→ DOCUMENT TEXT:
Selected poems from Following Huang Gongwang through the Fuchun Mountains

Zhai Yongming 翟永明 established herself as a major poet in mainland China in the 1980s with the strikingly visceral imagery and uncompromising feminist voice of poem cycles like ‘Woman’ and ‘Tranquil Village’. Influenced by mid-20th century American Confessional poets like Sylvia Plath, Zhai’s early poems resonated with readers and secured her place in modern Chinese letters. As Zhai Yongming has continued to develop as a poet, she has brought her feminist critique to China’s past, revisiting and reappraising historical figures like Yu Xuanji and Yang Guifei and presenting new interpretations that push back against historiographic misogyny. While much of Zhai Yongming’s social conscience is informed by her feminism (e.g., in poems like ‘Report on a Child Prostitute’), she hasn’t shied away from confronting other forms of inequality, such as the role of official corruption in the devastation of the 2008 Wenchuan earthquake (‘The Testament of Hu Huishan’). Throughout her career, she has remained socially and politically engaged.

In addition to her literary practice, Zhai Yongming has long been active in art circles, particularly in Chengdu, where her White Nights café and bar has been the site of many literary and art events and exhibitions. She herself has also put on installations. Thus, it should come as no surprise that Zhai’s interest in history and visual art would intersect with her social engagement as they have in ‘Following Huang Gongwang Through the Fuchun Mountains’ 随黄公望游富春山(2015), a book-length ekphrastic eco-poetic sequence on the 14th century painter Huang Gongwang’s (1269 – 1354) landscape scroll Dwelling in the Fuchun Mountains 富春山居圖. In this 30-poem sequence, Zhai meditates on the environment and environmental degradation, landscape and landscape painting, past and present, aesthetics, and world events. Zhai Yongming had earlier touched on these themes (e.g., ‘In Springtime’, ‘In Ancient Times’), but in ‘Following Huang Gongwang Through the Fuchun Mountains’, she goes deeper, and the leisurely journey through the Yuan dynasty ink painting affords her ample space to respond to the work and to reflect on its many layers of meaning. A hybrid text that incorporates abundant quotations, allusions, and footnotes, ‘Following Huang Gongwang Through the Fuchun Mountains’ has the richness of a scroll inscribed with colophons, or a traditionally annotated classical text.

→ Excerpts of location labeling data:
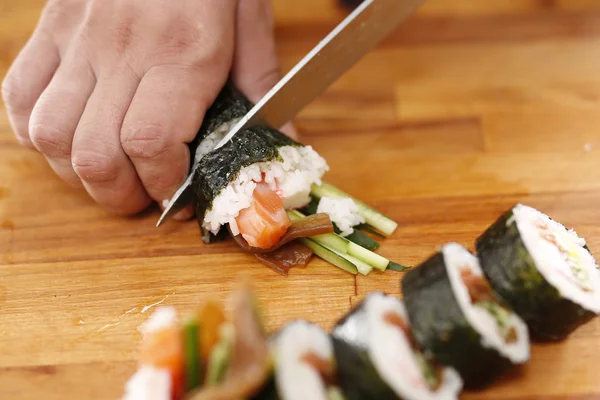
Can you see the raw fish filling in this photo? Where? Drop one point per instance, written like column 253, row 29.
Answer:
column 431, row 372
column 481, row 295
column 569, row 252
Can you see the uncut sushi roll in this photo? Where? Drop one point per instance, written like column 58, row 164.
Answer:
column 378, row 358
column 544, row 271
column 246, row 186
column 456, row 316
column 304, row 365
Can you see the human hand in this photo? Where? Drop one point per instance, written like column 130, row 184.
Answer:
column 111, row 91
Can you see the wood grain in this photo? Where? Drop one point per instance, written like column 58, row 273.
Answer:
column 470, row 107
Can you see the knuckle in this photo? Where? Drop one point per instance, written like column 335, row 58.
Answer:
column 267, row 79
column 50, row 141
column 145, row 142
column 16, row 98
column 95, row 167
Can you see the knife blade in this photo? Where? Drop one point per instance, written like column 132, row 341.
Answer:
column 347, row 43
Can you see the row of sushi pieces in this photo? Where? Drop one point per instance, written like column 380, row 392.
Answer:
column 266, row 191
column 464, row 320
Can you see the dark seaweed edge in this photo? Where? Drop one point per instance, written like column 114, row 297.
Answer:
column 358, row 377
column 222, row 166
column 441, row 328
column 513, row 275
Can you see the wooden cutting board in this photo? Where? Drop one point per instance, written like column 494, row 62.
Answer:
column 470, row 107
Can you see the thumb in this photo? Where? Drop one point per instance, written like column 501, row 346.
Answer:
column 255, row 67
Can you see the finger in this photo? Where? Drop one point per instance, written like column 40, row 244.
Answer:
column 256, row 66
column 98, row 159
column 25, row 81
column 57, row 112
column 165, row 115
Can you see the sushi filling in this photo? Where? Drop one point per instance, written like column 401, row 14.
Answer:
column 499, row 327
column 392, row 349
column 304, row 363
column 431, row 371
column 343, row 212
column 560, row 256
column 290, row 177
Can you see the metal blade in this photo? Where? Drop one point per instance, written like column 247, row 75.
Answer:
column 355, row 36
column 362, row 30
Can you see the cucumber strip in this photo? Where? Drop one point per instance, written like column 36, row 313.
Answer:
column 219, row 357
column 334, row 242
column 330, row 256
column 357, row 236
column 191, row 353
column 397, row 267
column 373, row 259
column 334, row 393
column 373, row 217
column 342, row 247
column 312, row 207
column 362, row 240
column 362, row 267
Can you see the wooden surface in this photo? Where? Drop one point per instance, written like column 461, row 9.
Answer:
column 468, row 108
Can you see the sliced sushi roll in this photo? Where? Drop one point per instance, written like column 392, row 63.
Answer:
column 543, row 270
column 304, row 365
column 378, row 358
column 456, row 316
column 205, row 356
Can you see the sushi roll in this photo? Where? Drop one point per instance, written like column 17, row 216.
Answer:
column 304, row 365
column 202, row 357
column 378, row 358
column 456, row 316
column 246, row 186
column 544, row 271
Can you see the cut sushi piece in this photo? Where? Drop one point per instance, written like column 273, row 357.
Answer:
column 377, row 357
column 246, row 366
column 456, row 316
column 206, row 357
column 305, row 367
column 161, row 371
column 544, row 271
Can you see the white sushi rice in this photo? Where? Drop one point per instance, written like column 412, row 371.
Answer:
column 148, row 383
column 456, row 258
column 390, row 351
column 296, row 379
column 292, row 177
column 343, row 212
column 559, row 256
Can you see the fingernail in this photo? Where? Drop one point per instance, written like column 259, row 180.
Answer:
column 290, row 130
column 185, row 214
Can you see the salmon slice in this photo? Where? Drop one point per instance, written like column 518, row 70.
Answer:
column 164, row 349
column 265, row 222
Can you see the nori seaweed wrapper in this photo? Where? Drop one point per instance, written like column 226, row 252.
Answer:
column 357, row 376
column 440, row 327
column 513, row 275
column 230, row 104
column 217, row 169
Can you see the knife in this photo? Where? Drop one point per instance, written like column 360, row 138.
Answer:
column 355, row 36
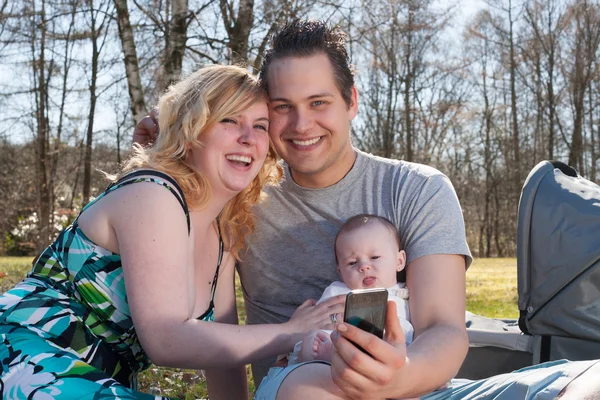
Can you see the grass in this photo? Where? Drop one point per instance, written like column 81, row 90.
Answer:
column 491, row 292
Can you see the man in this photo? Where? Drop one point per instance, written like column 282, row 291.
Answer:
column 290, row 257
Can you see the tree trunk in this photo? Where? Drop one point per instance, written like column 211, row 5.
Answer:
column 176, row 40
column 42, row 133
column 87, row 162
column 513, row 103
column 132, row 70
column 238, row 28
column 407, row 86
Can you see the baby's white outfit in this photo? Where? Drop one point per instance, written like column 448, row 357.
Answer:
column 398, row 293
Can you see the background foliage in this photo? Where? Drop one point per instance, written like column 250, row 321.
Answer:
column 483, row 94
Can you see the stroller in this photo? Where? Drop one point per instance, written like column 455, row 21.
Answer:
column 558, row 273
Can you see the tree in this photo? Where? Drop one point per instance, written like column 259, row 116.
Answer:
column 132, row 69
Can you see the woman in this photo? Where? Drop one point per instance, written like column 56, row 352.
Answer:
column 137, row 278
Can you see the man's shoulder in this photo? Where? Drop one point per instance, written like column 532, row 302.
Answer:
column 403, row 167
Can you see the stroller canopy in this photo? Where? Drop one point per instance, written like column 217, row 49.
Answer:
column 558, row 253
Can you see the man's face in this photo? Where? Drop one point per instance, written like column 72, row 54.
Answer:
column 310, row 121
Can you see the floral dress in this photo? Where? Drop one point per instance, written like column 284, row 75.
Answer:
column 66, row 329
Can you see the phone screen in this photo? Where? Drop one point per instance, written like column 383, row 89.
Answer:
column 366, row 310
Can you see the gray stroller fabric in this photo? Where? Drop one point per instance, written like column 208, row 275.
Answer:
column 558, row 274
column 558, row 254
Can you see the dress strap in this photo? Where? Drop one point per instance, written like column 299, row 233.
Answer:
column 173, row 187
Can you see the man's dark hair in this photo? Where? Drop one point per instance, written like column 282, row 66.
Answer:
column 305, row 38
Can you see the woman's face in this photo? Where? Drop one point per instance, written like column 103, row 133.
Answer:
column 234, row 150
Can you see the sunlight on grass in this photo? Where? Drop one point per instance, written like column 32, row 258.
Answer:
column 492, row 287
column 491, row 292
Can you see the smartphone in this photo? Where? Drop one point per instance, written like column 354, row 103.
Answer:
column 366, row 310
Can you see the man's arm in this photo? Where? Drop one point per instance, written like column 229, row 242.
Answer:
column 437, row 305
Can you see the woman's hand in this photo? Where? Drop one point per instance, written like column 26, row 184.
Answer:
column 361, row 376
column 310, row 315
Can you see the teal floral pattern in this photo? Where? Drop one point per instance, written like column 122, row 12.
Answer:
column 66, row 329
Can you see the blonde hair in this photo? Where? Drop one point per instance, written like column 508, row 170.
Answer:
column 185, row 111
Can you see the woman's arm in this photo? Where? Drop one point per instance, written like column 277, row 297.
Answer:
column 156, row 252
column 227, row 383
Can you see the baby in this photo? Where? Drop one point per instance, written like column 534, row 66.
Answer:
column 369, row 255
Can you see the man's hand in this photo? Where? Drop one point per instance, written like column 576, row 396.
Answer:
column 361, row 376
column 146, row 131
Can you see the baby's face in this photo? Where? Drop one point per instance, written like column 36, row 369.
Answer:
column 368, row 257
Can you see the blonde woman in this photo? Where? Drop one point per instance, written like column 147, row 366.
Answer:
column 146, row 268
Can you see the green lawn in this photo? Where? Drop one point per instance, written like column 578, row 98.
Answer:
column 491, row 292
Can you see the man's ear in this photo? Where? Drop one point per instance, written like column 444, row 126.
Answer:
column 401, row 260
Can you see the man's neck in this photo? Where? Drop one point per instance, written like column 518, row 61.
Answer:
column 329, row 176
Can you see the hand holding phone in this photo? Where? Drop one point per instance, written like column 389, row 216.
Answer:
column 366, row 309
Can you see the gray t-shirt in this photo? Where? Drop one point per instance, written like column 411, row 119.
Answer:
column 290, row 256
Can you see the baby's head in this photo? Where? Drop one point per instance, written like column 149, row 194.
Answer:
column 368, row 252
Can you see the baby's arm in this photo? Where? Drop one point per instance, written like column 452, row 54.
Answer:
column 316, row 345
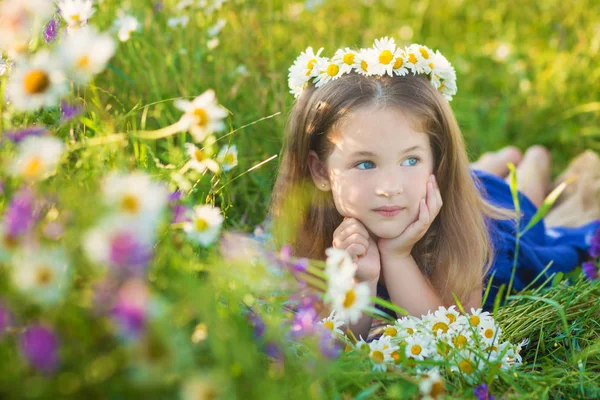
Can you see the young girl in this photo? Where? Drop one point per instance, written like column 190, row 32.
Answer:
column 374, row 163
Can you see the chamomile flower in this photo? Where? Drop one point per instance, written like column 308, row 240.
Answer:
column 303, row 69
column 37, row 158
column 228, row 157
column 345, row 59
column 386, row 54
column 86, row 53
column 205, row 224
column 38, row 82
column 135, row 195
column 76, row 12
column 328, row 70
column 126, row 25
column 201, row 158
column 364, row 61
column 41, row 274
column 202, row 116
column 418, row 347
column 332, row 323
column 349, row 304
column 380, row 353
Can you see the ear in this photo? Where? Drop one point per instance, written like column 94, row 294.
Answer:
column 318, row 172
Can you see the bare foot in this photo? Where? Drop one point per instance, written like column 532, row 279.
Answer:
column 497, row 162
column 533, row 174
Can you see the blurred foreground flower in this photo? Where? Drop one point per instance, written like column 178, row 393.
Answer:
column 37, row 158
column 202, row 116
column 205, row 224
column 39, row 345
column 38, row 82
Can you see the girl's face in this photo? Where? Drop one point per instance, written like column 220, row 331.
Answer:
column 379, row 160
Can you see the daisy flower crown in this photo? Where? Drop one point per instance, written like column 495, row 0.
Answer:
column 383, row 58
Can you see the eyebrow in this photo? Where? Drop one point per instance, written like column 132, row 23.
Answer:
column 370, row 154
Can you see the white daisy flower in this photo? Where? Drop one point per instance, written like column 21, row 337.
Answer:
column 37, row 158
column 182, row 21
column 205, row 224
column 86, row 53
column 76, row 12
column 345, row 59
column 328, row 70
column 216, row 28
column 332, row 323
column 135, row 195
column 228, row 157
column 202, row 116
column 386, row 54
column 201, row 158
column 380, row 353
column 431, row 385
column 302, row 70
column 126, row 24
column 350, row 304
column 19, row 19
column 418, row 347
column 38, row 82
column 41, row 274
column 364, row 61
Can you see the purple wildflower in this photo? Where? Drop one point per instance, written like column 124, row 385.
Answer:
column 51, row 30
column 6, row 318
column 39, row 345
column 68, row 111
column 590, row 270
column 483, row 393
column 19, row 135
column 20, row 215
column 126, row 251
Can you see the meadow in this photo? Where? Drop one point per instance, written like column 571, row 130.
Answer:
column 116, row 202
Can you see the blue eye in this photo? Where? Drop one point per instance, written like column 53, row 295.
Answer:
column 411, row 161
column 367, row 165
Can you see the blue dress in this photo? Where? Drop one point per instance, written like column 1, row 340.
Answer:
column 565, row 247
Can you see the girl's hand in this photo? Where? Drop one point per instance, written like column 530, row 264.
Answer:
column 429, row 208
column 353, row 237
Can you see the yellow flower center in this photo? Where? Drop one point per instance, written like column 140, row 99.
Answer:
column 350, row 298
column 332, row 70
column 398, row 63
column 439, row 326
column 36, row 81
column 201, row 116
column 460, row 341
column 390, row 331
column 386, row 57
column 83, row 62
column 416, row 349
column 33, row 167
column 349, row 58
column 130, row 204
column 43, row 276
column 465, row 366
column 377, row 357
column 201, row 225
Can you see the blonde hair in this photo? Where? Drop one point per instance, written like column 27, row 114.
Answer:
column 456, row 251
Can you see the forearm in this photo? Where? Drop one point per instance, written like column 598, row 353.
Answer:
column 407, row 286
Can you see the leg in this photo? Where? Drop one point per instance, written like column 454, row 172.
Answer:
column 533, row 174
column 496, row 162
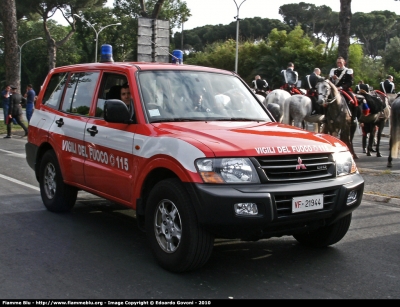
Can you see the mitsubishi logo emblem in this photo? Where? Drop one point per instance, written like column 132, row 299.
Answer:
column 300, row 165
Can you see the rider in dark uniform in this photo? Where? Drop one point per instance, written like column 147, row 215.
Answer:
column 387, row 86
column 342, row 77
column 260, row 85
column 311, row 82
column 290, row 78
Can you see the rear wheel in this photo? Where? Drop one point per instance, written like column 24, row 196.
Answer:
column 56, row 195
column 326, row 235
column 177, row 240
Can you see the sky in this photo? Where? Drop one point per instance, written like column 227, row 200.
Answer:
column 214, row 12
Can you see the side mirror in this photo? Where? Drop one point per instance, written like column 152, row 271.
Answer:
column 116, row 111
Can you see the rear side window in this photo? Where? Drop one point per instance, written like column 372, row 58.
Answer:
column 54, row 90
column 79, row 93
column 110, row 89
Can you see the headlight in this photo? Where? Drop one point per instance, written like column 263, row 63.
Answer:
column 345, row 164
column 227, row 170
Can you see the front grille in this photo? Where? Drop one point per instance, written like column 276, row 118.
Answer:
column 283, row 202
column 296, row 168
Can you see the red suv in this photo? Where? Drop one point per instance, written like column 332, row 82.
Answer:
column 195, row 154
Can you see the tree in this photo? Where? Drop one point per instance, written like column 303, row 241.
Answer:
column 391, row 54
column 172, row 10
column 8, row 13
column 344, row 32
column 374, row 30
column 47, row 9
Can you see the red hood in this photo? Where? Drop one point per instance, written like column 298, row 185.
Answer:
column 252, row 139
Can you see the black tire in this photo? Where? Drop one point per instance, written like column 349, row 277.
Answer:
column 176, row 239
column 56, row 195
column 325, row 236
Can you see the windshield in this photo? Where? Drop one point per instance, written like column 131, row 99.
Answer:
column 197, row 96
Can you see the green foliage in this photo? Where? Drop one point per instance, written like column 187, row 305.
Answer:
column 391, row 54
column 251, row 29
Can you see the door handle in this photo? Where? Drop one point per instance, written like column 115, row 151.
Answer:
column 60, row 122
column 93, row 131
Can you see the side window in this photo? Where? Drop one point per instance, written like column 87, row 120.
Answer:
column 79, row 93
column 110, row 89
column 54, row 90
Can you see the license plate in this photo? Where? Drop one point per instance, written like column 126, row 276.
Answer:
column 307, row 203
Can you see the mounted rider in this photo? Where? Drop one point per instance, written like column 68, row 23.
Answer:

→ PROBLEMS AND TASKS:
• A. In the Zhai Yongming introduction, what is the name of Zhai's café and bar in Chengdu?
• B. Write the next part of the Zhai Yongming introduction, starting right after its last sentence.

→ RESULTS FOR EACH TASK:
• A. White Nights

• B.
Zhai Yongming’s encounter with Huang’s painting is a subjective-objective reading of the painting, and the poems chosen for this feature reflect the breadth of Zhai Yongming’s interests. Poem I introduces some of the historical background to the painting and includes the poet’s notes; poems V and VI, which don’t have notes, touch on the loss of body and soul of young people in the digital age and the healing and transcendental power of art respectively; poem VII focuses on one of the most famous incidents in the history of this painting, in which a self-centered and obsessive collector damage the painting in an attempt to burn it so that it would accompany him to the afterlife; and poem XXI, which appears roughly 2/3 of the way through the poem sequence, brings us to the present time (2014 or 2015, when Zhai composed these poems). In poem XXI, Zhai reflects on her gender and thinks about how she fits into a painting created at a time when women poets and artists were marginalized. She also reflects on the news of the day, which gives this poem a great deal of extra dimensions.

Zhai shows us how this landscape painting can remind us of all that we have lost as well as pointing to what remains and is worth preserving, and she also acknowledges the role of the artist as a witness and a custodian of historical memory. — Andrea Lingenfelter

Selected poems from Following Huang Gongwang through the Fuchun Mountains

Paper Republic, (Online)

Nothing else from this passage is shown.